--- SELECTED PASSAGE ---
====
Here’s the 2016 Aussie SF Snapshot – an Author Interview by Shauna O’Meara
You have just teamed up with Severed Press to release your novel, The Tau Ceti Diversion. Congratulations. Can you tell us a bit about the new work and what inspired you to write it?
The Tau Ceti Diversion was driven by two main things. My idea for my central character Karic, who I had planned as the lead in a continuing series of stand-alone SF books, and by the mystery at the core of the book, which concerns the aliens he encounters. I can’t say anything about the second idea without spoilers, I guess you’ll have to buy the book and find out!
In the book, the first interstellar exploration vessel Starburst sets out from Earth in 2157, but this is no NASA science mission, it’s funded by the mega-corporation ExploreCorp. A planet suitable for colonisation means not only massive profits, but a chance for Commander Janzen to restore his family’s exulted position. But is the executive turned space-explorer, Janzen, equipped to deal with a real crisis?
====
--- GIVEN INFORMATION ---
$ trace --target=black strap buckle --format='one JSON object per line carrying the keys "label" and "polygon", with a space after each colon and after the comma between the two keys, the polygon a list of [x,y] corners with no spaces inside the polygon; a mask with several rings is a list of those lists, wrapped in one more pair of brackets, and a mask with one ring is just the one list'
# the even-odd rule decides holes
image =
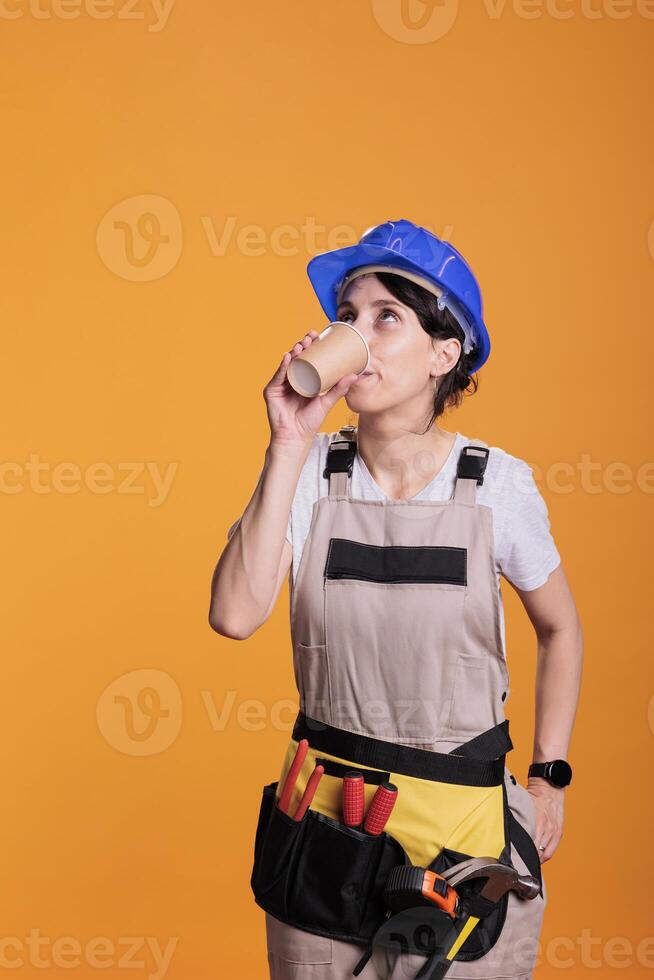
====
In the author interview, which mega-corporation funds the interstellar exploration vessel Starburst?

--- SOLUTION FOR THIS TASK ---
ExploreCorp